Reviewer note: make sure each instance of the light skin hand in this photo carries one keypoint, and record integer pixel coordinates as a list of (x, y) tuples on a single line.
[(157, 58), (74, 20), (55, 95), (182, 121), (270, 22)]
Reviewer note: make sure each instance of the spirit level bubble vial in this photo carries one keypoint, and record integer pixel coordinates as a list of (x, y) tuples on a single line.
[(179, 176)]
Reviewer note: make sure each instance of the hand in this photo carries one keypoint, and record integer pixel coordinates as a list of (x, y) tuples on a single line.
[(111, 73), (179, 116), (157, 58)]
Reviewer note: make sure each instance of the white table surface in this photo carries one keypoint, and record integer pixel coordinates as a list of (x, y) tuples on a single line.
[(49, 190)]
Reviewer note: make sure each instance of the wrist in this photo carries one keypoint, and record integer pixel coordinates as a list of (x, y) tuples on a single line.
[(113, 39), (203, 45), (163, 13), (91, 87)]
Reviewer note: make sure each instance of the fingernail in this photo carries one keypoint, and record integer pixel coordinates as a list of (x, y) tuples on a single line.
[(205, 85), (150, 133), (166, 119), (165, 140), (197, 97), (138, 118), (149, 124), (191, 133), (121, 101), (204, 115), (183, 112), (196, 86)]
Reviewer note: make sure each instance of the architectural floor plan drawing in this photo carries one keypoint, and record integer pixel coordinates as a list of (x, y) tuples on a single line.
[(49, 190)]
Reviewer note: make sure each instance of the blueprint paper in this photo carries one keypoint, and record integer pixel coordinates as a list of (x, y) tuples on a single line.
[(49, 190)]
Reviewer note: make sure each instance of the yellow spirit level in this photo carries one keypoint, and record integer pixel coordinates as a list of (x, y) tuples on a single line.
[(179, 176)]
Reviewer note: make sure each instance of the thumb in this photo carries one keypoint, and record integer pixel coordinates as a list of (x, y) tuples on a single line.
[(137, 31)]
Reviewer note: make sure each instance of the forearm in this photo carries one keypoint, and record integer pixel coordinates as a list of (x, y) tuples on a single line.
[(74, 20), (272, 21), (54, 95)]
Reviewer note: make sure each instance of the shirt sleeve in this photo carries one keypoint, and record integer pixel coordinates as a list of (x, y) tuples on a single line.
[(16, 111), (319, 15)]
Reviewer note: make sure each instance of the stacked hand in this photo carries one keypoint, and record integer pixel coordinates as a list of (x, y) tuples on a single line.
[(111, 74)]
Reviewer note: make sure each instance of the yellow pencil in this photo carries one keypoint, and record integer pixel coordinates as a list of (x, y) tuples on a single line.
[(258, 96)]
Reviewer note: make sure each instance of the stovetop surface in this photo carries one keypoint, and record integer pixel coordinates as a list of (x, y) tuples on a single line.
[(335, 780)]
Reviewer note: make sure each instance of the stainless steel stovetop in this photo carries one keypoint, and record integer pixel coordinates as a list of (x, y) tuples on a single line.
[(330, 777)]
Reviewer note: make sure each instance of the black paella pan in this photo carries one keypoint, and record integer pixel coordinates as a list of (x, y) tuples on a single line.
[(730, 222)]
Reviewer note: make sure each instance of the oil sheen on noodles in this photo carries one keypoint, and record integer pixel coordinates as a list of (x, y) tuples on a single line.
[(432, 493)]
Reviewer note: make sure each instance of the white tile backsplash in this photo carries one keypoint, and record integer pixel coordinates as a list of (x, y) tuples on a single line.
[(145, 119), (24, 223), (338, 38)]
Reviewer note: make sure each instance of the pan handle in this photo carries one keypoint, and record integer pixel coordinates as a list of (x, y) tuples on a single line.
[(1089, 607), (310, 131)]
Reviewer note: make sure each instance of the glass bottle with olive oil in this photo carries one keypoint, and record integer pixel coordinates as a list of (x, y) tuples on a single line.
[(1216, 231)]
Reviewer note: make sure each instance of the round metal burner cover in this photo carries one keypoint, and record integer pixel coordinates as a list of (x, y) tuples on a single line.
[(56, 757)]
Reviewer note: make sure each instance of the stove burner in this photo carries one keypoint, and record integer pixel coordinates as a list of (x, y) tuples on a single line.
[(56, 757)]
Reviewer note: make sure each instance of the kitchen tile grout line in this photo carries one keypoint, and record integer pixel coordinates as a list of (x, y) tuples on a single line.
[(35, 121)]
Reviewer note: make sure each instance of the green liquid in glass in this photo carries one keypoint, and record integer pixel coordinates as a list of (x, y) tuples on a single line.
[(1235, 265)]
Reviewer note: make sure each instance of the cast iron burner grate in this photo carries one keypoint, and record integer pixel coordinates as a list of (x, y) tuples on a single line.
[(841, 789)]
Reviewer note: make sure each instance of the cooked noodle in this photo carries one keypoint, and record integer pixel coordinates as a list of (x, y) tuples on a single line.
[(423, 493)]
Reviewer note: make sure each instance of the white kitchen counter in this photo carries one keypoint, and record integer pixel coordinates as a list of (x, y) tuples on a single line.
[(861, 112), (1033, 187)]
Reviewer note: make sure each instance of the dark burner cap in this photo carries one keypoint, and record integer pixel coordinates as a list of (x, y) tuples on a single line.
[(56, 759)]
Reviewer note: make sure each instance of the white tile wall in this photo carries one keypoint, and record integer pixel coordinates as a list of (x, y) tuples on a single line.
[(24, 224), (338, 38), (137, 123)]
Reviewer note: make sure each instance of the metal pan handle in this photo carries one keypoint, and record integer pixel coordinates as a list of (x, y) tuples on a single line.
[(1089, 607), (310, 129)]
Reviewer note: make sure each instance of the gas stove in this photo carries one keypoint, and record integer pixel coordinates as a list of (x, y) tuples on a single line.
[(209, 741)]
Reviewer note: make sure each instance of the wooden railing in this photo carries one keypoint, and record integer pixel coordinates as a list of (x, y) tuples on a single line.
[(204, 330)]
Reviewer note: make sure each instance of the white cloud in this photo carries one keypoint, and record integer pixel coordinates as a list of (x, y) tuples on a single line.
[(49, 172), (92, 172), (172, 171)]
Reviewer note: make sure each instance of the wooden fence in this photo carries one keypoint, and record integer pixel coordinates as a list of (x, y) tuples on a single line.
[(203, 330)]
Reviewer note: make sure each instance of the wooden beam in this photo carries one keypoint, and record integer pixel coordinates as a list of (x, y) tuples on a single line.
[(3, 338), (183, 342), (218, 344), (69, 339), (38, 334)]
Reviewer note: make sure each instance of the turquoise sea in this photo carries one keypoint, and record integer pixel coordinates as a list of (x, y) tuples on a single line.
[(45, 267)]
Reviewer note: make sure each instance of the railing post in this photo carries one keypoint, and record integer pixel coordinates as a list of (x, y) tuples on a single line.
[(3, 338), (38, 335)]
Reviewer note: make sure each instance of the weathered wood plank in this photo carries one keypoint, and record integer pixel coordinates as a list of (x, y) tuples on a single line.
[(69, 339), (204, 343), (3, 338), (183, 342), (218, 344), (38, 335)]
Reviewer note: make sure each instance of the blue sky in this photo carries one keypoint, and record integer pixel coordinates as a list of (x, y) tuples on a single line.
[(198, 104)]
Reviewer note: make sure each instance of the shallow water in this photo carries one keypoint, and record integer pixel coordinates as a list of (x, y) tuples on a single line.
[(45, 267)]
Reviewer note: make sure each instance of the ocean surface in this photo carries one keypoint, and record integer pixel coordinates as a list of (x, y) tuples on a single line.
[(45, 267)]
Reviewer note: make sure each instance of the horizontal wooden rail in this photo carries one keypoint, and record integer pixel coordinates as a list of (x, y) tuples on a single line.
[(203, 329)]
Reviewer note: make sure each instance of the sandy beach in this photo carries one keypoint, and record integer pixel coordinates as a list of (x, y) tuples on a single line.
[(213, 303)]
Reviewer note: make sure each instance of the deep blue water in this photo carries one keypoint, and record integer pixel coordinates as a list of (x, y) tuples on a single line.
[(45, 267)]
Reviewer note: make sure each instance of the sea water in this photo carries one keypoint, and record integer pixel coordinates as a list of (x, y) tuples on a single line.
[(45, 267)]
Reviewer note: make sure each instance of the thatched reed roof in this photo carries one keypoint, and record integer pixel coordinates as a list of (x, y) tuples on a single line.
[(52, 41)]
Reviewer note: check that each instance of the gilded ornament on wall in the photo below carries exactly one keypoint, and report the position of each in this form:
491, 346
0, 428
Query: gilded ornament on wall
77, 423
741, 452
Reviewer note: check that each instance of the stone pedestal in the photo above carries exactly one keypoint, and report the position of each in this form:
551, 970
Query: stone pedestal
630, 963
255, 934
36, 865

◇ ◇ ◇ ◇

#### What is being asked
Take the line containing "Reviewer note: make sure each instance of the sea" as the first line and the last line of the data above as the final one. Write out these lines and all between them exactly.

#### Task answer
Reviewer note: make sure each instance of the sea water in this photo carries one keypoint, and record integer pixel coordinates as a list of (x, y) tuples on a single line.
[(45, 267)]
Reviewer note: make sure each instance of the thatched reed roof in this photo carries one keypoint, and record integer pixel coordinates as a list of (x, y) tuples on a single line.
[(52, 41)]
Reviewer note: check that each instance of the gilded ornament on wall in the photo below carries exactly one keypoint, and report the position of each in this form:
491, 346
0, 428
Query: gilded ornament on wall
77, 423
741, 452
Reviewer note: check that each instance of the stone pedestal in the photo above carries exactly one keypoint, and report the position of each in this form:
551, 970
Query: stone pedestal
630, 963
255, 934
36, 865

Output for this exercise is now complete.